EXERCISE GOAL =
Below are entries; copy exactly the lines from the one with "191, row 349." through the one with "36, row 255.", both included, and leave out the rest.

Entries taken from a collection:
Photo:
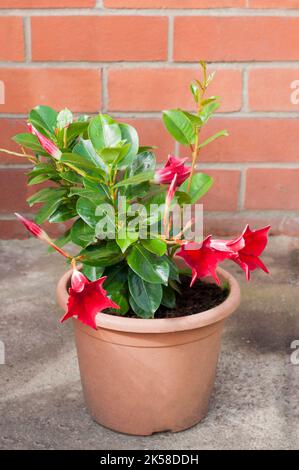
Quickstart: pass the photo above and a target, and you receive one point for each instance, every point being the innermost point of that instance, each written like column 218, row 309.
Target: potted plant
column 147, row 328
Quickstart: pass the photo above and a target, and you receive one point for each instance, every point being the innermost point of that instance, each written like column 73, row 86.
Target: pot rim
column 163, row 325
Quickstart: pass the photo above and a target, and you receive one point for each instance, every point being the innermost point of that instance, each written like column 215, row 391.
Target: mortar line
column 170, row 39
column 152, row 64
column 188, row 12
column 27, row 39
column 242, row 189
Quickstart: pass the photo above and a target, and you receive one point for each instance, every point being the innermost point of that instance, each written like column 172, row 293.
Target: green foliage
column 101, row 161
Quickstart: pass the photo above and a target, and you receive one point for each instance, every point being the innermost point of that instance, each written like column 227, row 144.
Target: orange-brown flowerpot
column 145, row 376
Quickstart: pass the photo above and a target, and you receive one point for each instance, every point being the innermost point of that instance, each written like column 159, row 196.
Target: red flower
column 87, row 299
column 38, row 232
column 203, row 259
column 247, row 249
column 46, row 143
column 174, row 166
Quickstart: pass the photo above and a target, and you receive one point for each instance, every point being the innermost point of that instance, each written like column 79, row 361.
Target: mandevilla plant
column 100, row 179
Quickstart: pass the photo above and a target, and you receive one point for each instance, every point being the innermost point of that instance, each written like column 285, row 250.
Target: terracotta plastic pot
column 145, row 376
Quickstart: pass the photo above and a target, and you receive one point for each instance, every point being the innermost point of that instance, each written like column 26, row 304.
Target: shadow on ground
column 255, row 401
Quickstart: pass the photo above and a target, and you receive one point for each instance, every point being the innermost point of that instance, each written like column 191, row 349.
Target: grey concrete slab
column 255, row 402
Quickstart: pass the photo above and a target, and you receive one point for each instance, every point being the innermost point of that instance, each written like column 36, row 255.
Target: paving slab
column 255, row 404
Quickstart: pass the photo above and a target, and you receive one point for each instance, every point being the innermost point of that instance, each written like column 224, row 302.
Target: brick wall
column 133, row 58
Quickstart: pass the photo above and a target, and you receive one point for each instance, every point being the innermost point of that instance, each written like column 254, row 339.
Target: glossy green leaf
column 116, row 285
column 105, row 254
column 30, row 141
column 130, row 135
column 45, row 194
column 104, row 132
column 148, row 266
column 136, row 179
column 86, row 150
column 146, row 295
column 62, row 213
column 154, row 245
column 179, row 126
column 82, row 234
column 200, row 184
column 168, row 298
column 92, row 272
column 47, row 210
column 64, row 118
column 126, row 239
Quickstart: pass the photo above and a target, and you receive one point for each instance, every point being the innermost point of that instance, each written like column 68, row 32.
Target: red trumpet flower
column 87, row 299
column 247, row 248
column 174, row 166
column 203, row 259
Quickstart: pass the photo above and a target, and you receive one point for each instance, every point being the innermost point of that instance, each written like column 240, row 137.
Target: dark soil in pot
column 198, row 298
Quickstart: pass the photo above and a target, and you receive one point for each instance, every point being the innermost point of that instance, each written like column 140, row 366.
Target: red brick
column 272, row 189
column 274, row 3
column 109, row 38
column 77, row 89
column 9, row 128
column 251, row 140
column 152, row 132
column 46, row 3
column 270, row 89
column 223, row 195
column 13, row 190
column 236, row 38
column 157, row 89
column 173, row 3
column 11, row 39
column 232, row 224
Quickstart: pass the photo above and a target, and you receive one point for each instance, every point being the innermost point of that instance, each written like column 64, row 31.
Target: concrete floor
column 255, row 403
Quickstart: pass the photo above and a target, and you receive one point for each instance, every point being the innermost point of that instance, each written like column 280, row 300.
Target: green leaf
column 168, row 299
column 86, row 209
column 44, row 117
column 130, row 135
column 173, row 269
column 64, row 118
column 86, row 150
column 179, row 126
column 144, row 161
column 62, row 213
column 82, row 234
column 116, row 285
column 75, row 130
column 30, row 141
column 208, row 110
column 136, row 179
column 97, row 195
column 223, row 133
column 154, row 245
column 71, row 176
column 82, row 166
column 92, row 272
column 149, row 267
column 47, row 210
column 105, row 254
column 139, row 311
column 200, row 184
column 146, row 295
column 61, row 241
column 45, row 194
column 104, row 132
column 126, row 239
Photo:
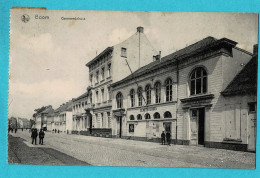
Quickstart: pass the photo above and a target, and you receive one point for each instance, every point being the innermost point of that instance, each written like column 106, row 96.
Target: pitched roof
column 64, row 107
column 81, row 96
column 245, row 82
column 100, row 54
column 47, row 110
column 165, row 61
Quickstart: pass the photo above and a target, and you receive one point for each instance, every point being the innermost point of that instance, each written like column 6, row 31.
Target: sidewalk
column 122, row 152
column 22, row 152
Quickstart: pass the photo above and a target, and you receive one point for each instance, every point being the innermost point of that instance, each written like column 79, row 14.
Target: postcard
column 132, row 88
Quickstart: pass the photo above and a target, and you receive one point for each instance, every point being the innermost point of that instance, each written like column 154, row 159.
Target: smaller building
column 62, row 118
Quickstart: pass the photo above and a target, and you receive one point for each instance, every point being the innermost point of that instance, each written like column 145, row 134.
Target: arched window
column 132, row 97
column 157, row 88
column 148, row 94
column 168, row 87
column 167, row 114
column 140, row 96
column 156, row 115
column 132, row 117
column 147, row 116
column 119, row 100
column 198, row 81
column 139, row 117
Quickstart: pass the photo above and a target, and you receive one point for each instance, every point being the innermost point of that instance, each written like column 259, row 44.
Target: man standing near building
column 163, row 138
column 34, row 135
column 168, row 137
column 41, row 136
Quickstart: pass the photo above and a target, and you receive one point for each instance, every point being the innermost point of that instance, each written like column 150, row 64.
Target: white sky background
column 48, row 57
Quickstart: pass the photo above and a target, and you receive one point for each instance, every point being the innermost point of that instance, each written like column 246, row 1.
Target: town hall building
column 197, row 94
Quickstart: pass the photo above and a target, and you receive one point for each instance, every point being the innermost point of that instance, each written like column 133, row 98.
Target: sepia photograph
column 132, row 88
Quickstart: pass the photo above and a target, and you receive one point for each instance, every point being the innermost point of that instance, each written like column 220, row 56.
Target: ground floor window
column 131, row 127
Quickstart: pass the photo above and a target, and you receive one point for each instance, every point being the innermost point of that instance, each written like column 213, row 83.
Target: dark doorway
column 90, row 123
column 201, row 128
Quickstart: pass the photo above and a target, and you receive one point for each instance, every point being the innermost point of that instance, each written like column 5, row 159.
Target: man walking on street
column 41, row 136
column 163, row 138
column 34, row 135
column 168, row 138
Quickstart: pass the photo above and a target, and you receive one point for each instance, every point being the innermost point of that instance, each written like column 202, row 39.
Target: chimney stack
column 255, row 49
column 140, row 29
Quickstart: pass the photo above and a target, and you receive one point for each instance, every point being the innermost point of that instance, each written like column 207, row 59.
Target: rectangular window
column 97, row 73
column 91, row 79
column 109, row 93
column 123, row 52
column 131, row 127
column 252, row 107
column 192, row 87
column 101, row 121
column 103, row 73
column 108, row 70
column 102, row 95
column 108, row 120
column 97, row 97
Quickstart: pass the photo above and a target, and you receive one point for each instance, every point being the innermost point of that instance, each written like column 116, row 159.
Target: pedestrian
column 41, row 136
column 168, row 138
column 34, row 136
column 163, row 138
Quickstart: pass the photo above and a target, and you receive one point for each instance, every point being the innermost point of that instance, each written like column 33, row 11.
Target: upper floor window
column 103, row 73
column 148, row 94
column 90, row 98
column 147, row 116
column 156, row 115
column 140, row 96
column 97, row 97
column 97, row 75
column 198, row 81
column 132, row 117
column 91, row 79
column 139, row 117
column 123, row 52
column 167, row 114
column 119, row 100
column 168, row 87
column 109, row 70
column 157, row 88
column 132, row 97
column 102, row 95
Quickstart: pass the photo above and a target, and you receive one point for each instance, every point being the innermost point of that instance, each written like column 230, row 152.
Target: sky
column 48, row 56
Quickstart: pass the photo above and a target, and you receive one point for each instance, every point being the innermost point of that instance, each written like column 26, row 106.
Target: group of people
column 167, row 136
column 34, row 136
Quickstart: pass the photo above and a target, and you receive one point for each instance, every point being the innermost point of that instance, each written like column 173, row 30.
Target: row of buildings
column 18, row 123
column 204, row 94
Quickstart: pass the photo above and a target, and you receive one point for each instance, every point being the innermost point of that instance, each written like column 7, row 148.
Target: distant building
column 41, row 117
column 62, row 118
column 188, row 94
column 111, row 65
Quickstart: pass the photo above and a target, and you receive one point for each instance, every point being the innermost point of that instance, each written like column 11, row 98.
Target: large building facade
column 182, row 94
column 92, row 111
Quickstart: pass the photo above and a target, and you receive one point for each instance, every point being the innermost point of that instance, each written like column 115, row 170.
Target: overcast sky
column 48, row 57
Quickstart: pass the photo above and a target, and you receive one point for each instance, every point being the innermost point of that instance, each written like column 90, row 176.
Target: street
column 63, row 149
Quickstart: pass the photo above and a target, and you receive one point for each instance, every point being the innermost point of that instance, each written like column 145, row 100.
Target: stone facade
column 198, row 114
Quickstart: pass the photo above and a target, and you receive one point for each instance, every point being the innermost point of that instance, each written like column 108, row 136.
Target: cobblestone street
column 98, row 151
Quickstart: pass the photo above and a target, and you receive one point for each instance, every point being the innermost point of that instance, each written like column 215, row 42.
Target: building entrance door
column 90, row 123
column 197, row 126
column 119, row 126
column 252, row 132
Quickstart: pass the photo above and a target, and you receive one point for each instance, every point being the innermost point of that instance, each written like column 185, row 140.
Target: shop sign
column 148, row 109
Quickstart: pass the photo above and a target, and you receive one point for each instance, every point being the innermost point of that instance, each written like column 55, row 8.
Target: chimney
column 255, row 49
column 140, row 29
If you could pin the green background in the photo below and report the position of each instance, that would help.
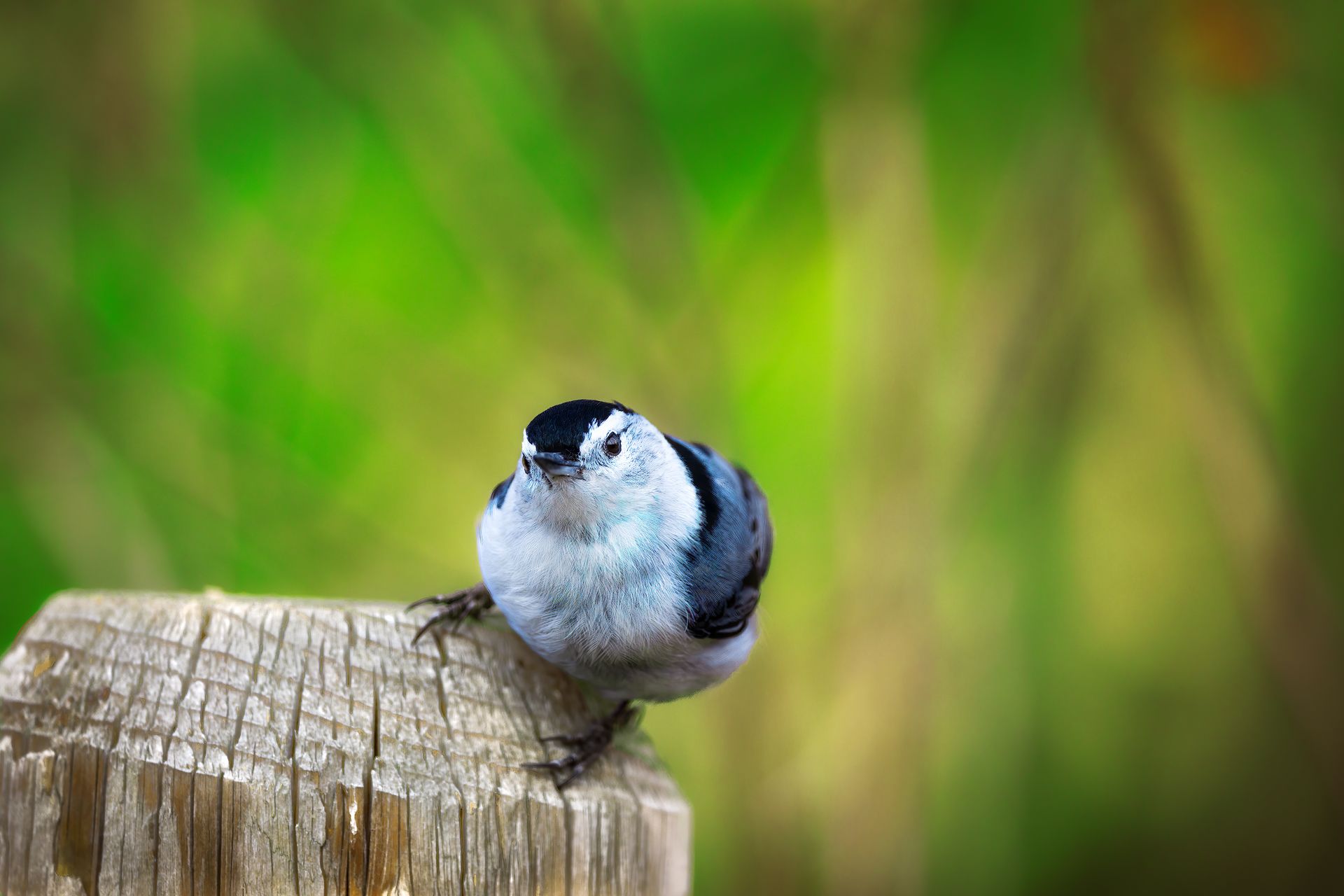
(1027, 317)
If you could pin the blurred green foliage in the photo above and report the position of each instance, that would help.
(1026, 316)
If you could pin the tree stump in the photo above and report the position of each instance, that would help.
(155, 743)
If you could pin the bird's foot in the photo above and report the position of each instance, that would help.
(454, 608)
(587, 746)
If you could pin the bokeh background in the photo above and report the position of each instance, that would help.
(1027, 317)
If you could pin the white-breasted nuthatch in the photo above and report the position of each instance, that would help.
(628, 558)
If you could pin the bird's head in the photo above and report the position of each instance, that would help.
(585, 463)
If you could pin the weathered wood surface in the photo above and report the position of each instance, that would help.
(195, 745)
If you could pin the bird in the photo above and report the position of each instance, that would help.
(631, 559)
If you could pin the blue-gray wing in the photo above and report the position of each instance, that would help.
(733, 554)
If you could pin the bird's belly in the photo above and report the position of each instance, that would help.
(582, 606)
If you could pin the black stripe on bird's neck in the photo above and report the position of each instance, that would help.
(704, 484)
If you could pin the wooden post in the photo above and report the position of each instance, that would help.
(155, 743)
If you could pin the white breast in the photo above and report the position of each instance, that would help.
(615, 599)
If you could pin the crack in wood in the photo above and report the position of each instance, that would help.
(426, 758)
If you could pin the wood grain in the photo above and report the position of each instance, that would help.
(197, 745)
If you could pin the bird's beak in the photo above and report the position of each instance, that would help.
(555, 464)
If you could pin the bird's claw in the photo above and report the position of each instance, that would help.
(456, 608)
(588, 746)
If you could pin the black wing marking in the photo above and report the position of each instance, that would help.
(733, 617)
(502, 491)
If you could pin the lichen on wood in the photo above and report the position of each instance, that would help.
(156, 743)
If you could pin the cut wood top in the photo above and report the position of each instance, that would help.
(156, 743)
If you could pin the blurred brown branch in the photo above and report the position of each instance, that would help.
(1297, 626)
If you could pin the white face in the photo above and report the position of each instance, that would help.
(612, 477)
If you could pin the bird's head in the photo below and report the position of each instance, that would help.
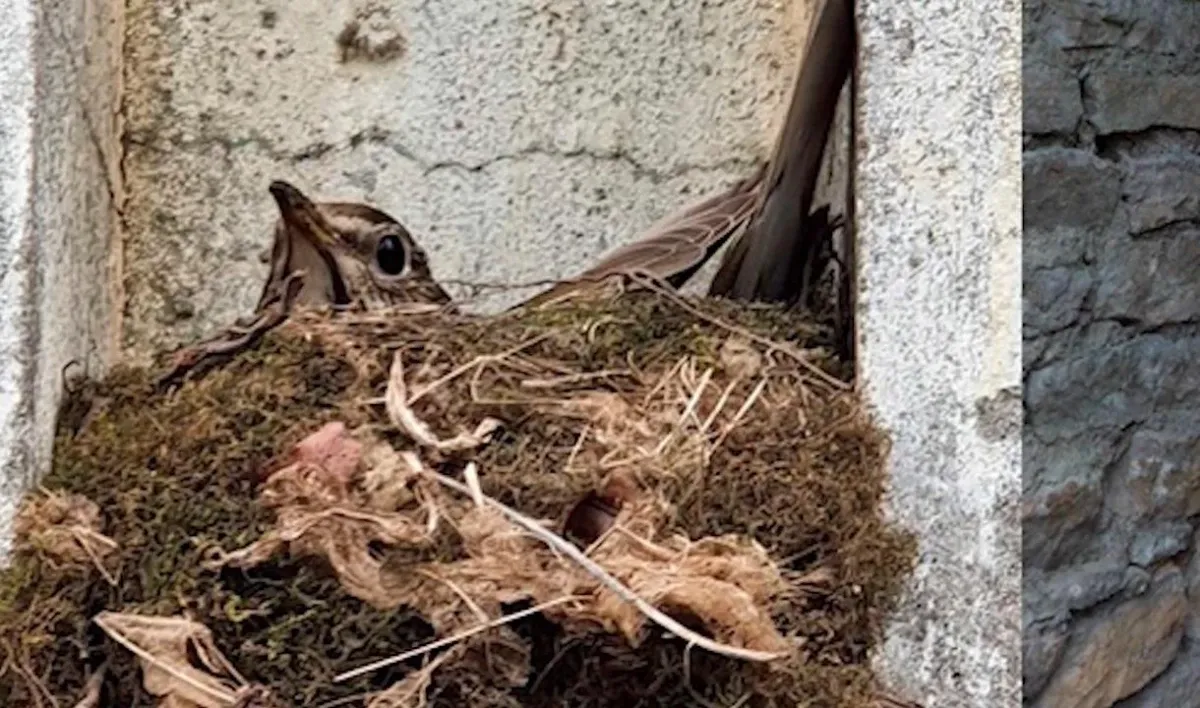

RESPONSE =
Quickstart: pass the photo above and a target, and you receive one point for each instance, every point being the innermost point of that instance, each written like column 191, row 349.
Target: grey concrete slab
column 255, row 402
Quickstart: pass the photo above and a target, and you receive one point for each instance, every point being the innermost point of that instance, each written like column 36, row 255.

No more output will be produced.